━━ DATA SUPPLIED

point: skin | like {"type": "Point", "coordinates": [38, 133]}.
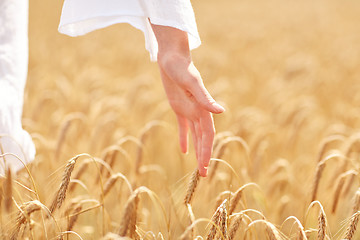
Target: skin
{"type": "Point", "coordinates": [187, 95]}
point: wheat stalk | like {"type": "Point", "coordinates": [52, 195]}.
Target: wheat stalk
{"type": "Point", "coordinates": [350, 231]}
{"type": "Point", "coordinates": [322, 225]}
{"type": "Point", "coordinates": [235, 226]}
{"type": "Point", "coordinates": [61, 193]}
{"type": "Point", "coordinates": [25, 210]}
{"type": "Point", "coordinates": [8, 190]}
{"type": "Point", "coordinates": [218, 220]}
{"type": "Point", "coordinates": [73, 218]}
{"type": "Point", "coordinates": [128, 224]}
{"type": "Point", "coordinates": [82, 168]}
{"type": "Point", "coordinates": [356, 206]}
{"type": "Point", "coordinates": [192, 186]}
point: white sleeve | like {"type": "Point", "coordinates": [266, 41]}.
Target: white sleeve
{"type": "Point", "coordinates": [13, 73]}
{"type": "Point", "coordinates": [82, 16]}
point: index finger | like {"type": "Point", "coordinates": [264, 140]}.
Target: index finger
{"type": "Point", "coordinates": [208, 133]}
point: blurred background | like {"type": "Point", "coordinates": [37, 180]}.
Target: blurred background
{"type": "Point", "coordinates": [287, 73]}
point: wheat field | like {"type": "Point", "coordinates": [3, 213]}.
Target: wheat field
{"type": "Point", "coordinates": [108, 166]}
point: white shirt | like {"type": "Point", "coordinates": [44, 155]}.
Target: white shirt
{"type": "Point", "coordinates": [82, 16]}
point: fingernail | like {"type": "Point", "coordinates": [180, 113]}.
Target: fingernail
{"type": "Point", "coordinates": [218, 107]}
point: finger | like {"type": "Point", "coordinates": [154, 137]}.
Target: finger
{"type": "Point", "coordinates": [199, 133]}
{"type": "Point", "coordinates": [208, 133]}
{"type": "Point", "coordinates": [194, 137]}
{"type": "Point", "coordinates": [204, 98]}
{"type": "Point", "coordinates": [183, 133]}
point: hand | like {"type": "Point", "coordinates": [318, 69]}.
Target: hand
{"type": "Point", "coordinates": [187, 94]}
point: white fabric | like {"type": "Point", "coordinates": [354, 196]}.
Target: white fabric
{"type": "Point", "coordinates": [13, 73]}
{"type": "Point", "coordinates": [82, 16]}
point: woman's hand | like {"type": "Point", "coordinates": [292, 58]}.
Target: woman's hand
{"type": "Point", "coordinates": [186, 93]}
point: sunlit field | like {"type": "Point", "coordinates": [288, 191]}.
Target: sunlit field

━━━━

TASK TO CARRY OUT:
Please copy, exactly and with nothing else, the lines above beginning at the line that has "point: white shirt" and ending with the line that has "point: white fabric".

RESPONSE FOR THIS EXERCISE:
point: white shirt | like {"type": "Point", "coordinates": [44, 155]}.
Target: white shirt
{"type": "Point", "coordinates": [82, 16]}
point: fingernail | like {"type": "Point", "coordinates": [180, 113]}.
Target: fingernail
{"type": "Point", "coordinates": [218, 107]}
point: finger | like {"type": "Point", "coordinates": [154, 137]}.
Target: finger
{"type": "Point", "coordinates": [199, 133]}
{"type": "Point", "coordinates": [208, 133]}
{"type": "Point", "coordinates": [194, 137]}
{"type": "Point", "coordinates": [204, 98]}
{"type": "Point", "coordinates": [183, 133]}
point: hand | like {"type": "Point", "coordinates": [318, 69]}.
Target: hand
{"type": "Point", "coordinates": [187, 94]}
point: white fabric | like {"type": "Point", "coordinates": [354, 196]}.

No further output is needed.